### Task prompt:
Please answer from the travel post below: what was the temperature when the travelers arrived in Abilene?

### Reading text:
============================================================

Tuesday, September 20, 2016

Wagons Ho! Southbound

From Covered Wagon Campground, Abilene, Kansas       Our two day journey from Rapid City, South Dakota to Abilene, Kansas was uneventful except for the aggravation that comes with the loss of cool in the coach's chassis air conditioning.   That coupled with the ever warming outside temperatures made us quite unhappy. This happened last year about this time and we had freon added in Foley, Alabama. I think there's a leak in there somewhere. Anyway, we arrived Abilene in a scorching 91 degree, sun drenched afternoon and waited for the world's longest train to make it's way through town just two blocks before we reached the campground.  Insult was heaped onto injury when the campground parked us in a treeless field. A final slap would be the horrendous black flying gnats that swarmed our heads when we dared to venture outside. Egads.  Good news is we are but a block or so from the Eisenhower Presidential Library, Museum and boyhood home -- the reason we came here.

Here is a map of our route from Hart Ranch in Rapid City to Covered Wagon Campground in Abilene.

Without notice on the first travel day, we happened upon Carhenge, (think Stonehenge) an ingenious display of old cars, stacked and half buried in the dirt in the tiny town of Alliance, Nebraska. Evidently, the idea was conceived in 1987 buy a man in England to memorialize his father.

============================================================

### Given information:
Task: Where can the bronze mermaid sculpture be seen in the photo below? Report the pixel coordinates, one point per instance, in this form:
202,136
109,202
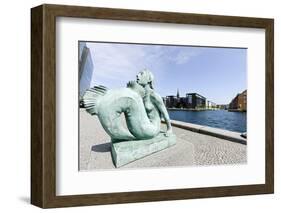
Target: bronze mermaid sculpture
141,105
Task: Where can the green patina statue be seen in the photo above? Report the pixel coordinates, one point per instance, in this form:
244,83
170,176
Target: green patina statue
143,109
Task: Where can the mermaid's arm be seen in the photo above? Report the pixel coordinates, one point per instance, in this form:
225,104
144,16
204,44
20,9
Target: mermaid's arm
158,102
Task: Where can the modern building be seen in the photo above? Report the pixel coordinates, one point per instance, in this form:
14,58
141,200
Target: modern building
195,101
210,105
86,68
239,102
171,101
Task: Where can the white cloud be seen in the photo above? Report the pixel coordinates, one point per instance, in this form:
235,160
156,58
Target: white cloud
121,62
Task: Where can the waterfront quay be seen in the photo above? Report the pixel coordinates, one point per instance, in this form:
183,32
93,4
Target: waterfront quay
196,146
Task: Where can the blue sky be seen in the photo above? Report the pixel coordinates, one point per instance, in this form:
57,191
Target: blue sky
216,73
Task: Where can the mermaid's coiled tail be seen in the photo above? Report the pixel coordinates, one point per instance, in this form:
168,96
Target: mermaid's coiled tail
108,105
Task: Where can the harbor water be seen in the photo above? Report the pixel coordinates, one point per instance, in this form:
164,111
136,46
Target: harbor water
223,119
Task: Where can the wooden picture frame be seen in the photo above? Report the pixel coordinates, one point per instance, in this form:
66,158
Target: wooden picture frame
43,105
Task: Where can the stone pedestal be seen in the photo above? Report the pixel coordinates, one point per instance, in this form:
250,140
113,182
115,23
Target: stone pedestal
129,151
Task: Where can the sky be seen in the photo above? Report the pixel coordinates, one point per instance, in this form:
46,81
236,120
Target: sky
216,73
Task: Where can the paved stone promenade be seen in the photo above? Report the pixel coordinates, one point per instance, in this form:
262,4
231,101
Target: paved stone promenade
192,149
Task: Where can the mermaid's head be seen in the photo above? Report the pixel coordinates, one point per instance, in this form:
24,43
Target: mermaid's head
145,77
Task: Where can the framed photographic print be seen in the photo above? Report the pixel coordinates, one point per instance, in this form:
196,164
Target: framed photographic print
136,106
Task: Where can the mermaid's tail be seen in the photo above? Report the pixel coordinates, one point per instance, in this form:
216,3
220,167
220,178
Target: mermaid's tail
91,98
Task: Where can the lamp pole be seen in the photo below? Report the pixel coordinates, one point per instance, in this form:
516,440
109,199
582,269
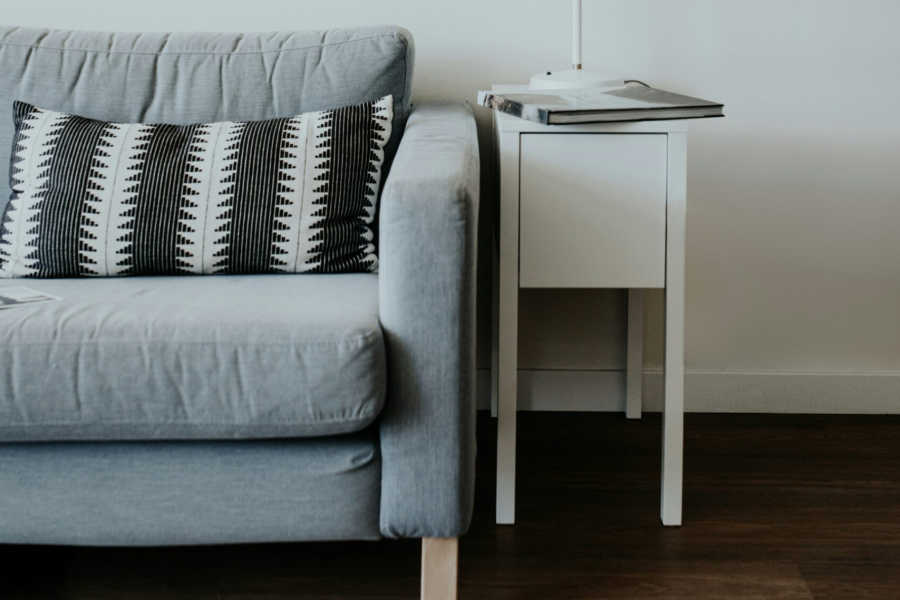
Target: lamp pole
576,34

============================================================

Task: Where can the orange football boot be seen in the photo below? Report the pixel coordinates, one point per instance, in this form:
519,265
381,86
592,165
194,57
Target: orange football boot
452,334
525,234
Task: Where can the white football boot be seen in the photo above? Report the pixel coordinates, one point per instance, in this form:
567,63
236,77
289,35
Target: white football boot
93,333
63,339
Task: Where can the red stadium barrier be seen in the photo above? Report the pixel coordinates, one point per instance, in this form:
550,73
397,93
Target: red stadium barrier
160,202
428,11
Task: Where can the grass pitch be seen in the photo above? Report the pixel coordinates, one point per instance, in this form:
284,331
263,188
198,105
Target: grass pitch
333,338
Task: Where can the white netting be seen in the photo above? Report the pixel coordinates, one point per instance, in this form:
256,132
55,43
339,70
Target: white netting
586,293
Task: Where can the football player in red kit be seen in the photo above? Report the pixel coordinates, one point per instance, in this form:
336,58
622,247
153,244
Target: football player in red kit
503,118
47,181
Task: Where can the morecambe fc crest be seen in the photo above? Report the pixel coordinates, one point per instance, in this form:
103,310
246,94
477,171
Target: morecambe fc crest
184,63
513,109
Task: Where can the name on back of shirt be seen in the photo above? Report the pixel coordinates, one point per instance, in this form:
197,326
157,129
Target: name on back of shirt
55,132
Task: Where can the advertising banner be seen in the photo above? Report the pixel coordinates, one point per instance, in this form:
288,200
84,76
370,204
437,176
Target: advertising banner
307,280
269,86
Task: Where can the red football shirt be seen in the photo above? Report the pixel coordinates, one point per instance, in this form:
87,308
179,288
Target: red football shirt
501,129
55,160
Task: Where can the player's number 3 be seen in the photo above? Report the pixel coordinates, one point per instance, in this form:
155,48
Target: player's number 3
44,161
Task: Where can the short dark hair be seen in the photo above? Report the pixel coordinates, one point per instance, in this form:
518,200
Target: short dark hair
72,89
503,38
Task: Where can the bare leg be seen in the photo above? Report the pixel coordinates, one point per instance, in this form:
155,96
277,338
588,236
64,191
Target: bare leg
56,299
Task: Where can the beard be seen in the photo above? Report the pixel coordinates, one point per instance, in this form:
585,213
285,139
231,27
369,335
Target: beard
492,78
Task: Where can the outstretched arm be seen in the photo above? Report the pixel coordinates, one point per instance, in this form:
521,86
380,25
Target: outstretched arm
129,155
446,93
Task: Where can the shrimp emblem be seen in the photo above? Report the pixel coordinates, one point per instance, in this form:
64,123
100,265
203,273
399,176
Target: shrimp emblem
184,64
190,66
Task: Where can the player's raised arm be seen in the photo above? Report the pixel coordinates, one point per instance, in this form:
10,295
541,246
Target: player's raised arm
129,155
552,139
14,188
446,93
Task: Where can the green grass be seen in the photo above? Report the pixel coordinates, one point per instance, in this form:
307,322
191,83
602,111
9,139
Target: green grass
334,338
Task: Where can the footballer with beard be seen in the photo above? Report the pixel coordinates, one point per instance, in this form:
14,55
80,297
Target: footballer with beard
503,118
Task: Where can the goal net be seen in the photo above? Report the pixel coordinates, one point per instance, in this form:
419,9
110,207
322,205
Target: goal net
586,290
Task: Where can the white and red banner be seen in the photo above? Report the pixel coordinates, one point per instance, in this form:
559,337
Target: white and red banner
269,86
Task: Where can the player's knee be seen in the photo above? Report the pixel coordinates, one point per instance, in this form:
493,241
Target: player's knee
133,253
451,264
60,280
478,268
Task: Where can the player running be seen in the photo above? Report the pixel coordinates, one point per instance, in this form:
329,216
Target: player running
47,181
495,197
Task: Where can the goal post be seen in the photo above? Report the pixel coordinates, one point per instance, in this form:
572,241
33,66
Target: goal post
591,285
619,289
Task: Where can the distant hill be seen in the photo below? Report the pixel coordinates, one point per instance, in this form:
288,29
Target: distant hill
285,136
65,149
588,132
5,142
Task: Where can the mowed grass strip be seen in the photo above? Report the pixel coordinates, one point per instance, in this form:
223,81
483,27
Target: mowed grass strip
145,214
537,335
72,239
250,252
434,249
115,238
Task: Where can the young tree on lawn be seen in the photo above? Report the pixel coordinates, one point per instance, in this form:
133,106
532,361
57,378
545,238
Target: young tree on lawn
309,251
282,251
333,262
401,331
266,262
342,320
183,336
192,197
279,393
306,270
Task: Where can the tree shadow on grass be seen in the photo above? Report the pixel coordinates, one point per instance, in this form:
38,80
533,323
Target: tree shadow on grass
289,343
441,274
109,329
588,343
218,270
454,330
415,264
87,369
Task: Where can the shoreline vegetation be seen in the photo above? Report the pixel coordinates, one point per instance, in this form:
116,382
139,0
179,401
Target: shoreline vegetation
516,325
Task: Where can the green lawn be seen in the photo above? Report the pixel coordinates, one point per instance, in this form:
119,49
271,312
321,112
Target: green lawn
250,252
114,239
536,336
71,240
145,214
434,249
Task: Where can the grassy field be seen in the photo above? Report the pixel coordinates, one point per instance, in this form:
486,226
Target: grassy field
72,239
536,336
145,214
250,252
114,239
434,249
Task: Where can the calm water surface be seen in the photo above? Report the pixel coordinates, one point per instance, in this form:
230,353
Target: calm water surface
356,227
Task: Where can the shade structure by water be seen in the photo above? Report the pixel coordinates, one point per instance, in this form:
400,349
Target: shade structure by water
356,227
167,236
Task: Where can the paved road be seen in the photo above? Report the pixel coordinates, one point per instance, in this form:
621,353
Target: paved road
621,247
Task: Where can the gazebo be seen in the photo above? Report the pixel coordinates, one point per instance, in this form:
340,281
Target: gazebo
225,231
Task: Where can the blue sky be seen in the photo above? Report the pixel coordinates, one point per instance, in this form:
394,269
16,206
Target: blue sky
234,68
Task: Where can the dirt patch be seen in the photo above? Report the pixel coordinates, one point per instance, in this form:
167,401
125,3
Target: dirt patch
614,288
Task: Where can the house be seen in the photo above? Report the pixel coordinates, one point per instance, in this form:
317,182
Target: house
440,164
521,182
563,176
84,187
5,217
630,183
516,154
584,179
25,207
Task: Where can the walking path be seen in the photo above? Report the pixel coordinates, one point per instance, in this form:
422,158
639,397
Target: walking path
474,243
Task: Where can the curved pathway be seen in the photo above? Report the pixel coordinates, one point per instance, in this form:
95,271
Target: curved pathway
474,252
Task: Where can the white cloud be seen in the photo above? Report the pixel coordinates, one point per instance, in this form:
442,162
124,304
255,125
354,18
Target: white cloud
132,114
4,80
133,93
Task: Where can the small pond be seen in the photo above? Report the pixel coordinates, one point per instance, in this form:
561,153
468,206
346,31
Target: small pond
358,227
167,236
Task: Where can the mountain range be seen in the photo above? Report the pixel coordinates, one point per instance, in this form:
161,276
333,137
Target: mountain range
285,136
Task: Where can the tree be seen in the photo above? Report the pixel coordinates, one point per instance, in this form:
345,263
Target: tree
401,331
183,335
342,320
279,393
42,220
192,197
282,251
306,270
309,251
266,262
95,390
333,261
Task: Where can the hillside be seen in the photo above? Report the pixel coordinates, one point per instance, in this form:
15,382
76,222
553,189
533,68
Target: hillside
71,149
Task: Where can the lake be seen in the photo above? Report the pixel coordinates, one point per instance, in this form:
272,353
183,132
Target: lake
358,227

============================================================

### Worked solution:
91 degrees